[[ Supplied material, beginning ]]

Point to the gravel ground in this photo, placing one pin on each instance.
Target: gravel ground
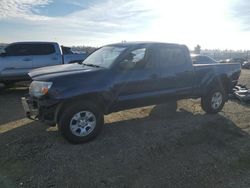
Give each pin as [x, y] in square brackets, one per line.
[143, 147]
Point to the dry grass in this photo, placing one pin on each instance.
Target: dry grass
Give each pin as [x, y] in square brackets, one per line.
[143, 147]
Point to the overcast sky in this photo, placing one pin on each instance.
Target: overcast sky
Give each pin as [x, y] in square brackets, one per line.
[223, 24]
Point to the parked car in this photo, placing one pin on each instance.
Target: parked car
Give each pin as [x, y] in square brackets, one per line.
[246, 65]
[202, 59]
[17, 59]
[122, 76]
[233, 60]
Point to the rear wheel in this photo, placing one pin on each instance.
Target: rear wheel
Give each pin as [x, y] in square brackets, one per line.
[80, 123]
[214, 101]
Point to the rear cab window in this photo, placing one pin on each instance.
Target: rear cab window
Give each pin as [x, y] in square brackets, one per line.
[171, 56]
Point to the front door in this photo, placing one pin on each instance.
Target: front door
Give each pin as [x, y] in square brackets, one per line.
[137, 85]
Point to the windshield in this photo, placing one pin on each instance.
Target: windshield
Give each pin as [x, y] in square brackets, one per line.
[104, 57]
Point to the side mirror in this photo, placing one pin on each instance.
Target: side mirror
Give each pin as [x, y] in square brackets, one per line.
[127, 64]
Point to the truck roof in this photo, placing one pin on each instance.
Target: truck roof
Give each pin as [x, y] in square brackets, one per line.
[34, 42]
[128, 44]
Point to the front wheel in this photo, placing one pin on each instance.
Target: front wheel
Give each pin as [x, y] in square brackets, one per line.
[80, 123]
[214, 101]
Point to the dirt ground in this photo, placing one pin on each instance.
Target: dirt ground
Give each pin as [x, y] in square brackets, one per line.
[144, 147]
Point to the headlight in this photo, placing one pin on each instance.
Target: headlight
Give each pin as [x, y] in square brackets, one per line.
[38, 88]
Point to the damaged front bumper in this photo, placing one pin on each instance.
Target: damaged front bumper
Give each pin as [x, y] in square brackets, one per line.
[40, 110]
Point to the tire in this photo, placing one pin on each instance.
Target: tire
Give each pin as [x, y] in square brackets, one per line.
[214, 101]
[81, 122]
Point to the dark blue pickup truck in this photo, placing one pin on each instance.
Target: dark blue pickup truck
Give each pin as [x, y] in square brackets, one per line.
[122, 76]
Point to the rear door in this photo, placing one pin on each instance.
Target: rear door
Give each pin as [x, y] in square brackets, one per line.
[46, 54]
[176, 70]
[17, 62]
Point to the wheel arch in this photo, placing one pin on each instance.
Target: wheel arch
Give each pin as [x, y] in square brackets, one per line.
[96, 99]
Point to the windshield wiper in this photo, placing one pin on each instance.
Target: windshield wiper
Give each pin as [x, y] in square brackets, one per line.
[90, 65]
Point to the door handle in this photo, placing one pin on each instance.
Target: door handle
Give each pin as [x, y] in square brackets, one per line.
[27, 59]
[154, 76]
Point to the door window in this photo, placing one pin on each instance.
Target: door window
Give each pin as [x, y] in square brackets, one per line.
[137, 57]
[42, 49]
[18, 50]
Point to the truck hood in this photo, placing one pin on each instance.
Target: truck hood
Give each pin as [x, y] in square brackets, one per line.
[60, 70]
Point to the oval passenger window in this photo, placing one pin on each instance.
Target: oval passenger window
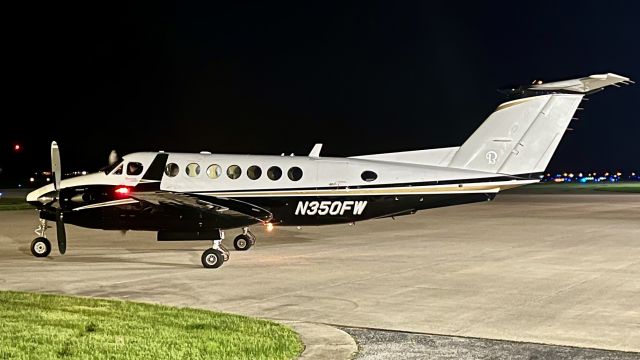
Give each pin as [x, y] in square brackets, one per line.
[193, 170]
[214, 171]
[254, 172]
[295, 173]
[274, 173]
[368, 176]
[234, 172]
[172, 169]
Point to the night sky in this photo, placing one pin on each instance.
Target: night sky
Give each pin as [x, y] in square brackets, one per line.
[362, 78]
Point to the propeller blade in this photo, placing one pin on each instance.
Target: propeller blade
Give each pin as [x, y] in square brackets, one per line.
[61, 233]
[55, 165]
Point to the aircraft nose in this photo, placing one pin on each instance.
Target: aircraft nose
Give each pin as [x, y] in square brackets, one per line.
[34, 196]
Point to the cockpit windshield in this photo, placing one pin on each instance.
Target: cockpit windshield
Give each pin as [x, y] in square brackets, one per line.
[108, 169]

[[ Supplied material, end ]]

Apart from the images, retype the full material exactly as written.

Point to the gravel ground in this photo, placing one pin on each instance.
Target: gravel ground
Give each pin as [x, y] in square brackets, one per line.
[143, 147]
Point to the dry grass in this photo, placing one pin on each instance.
Target: dry grass
Give each pin as [x, y] in square brackets, one per line.
[143, 147]
Point to the overcast sky in this photo, placing one pin on each instance.
Target: overcast sky
Give each pin as [x, y] in square brackets, one per line.
[223, 24]
Point to the parked car in this photo, placing one pin on each instance.
Target: parked car
Give each pin as [x, y] in square brackets, one per line.
[246, 65]
[202, 59]
[17, 59]
[122, 76]
[233, 60]
Point to the rear wheel in this photo, placing one pin on each instance.
Target: rear wheel
Give each pin as [x, y] in square brackets, one per line.
[80, 123]
[214, 101]
Point to the rear cab window in this photo, placing one pin on each instance.
Target: rear cab window
Give each pin as [x, y] in square brackets, one per line.
[171, 56]
Point to the front door in this photo, placing one pin on each instance.
Target: front door
Give each pin as [x, y] in square brackets, one per line.
[137, 85]
Point to the windshield in this photo, placing one pin on each instance.
Target: windshield
Give each pin as [x, y] in square brackets, one per line.
[104, 57]
Point to the side mirror in this photo, placing one pin on each instance.
Target: side mirror
Give each pin as [x, y] in square brackets, one per line.
[127, 64]
Point to the truck roof in this photo, placing one pin on each instance.
Target: truck roof
Give each pin as [x, y] in square brackets, one per line.
[34, 42]
[128, 44]
Point to the front wheel in this photo, placing one pin on each instance.
Target: front wheel
Give each pin as [x, y] in square brackets, one per line.
[80, 123]
[214, 101]
Point to the dirt ground in this photo, placing one pin on each instance.
Target: dirt ground
Give each pin as [x, y] in square brackets, one per line.
[144, 147]
Point to the headlight in this photo, placing one pin on each instance.
Target: headlight
Give each pin as [x, y] in square brackets, one per line.
[38, 88]
Point to the damaged front bumper in this photo, placing one pin on each instance.
Target: damaged front bumper
Give each pin as [x, y] in square brackets, one per line.
[40, 110]
Point to the tire in this photo, placing one pin on each instance.
Target: tire
Give each pin as [x, y] in square brackets, one per line.
[214, 101]
[81, 122]
Point to the dark blue pickup truck in this photo, placing one pin on each instance.
Target: dark blue pickup truck
Give each pin as [x, y] in square brackets, one per line.
[122, 76]
Point to the rear door in this photo, placing one pin on each instance.
Target: rear door
Give each pin as [x, y] in square brackets, one per line.
[46, 54]
[176, 70]
[17, 62]
Point to the wheel arch in this photo, placing one pin on each instance.
Target: wheel arch
Give each pin as [x, y] in square brackets, one per line.
[96, 99]
Point to the windshield wiper in this photo, placing one pin on each instance.
Target: windshield wiper
Give each pin as [x, y] in square brackets, one per line.
[90, 65]
Point to the door handle in this photo, placing one pin on each instance.
Target: door handle
Give each pin as [x, y] in square brackets, one per line.
[27, 59]
[154, 76]
Point to the door window in this photo, placing one pin on each instance.
Target: door window
Give each pin as [x, y] in square brackets, one per line.
[137, 57]
[42, 49]
[18, 50]
Point to the truck hood in this photo, placing one pin on each instance.
Target: truck hood
Give each pin as [x, y] in square brackets, one per line.
[60, 70]
Point to the oval passenger window in this photo, placing one pin on each instance.
Target: oval passenger window
Give each pin as [x, y] in square brackets, one per line.
[193, 170]
[214, 171]
[254, 172]
[295, 173]
[274, 173]
[368, 176]
[234, 172]
[172, 169]
Point to the night sky in this photo, placing one pin on each instance.
Target: night sky
Give each pin as [x, y] in square brackets, one per line.
[362, 78]
Point to the propeller blade in this photo, placing one pin on each instance.
Target: propeller blade
Give each pin as [x, y] in square brackets, one per line.
[61, 233]
[55, 165]
Point to the aircraft nose in this photo, placing one pin on each instance.
Target: aircraft nose
Give each pin as [x, y] in square brackets, one per line.
[34, 196]
Point to the cockpit windshield in this photo, placing one pin on each instance.
Target: cockpit windshield
Give each pin as [x, y] in square brackets, one per line.
[108, 169]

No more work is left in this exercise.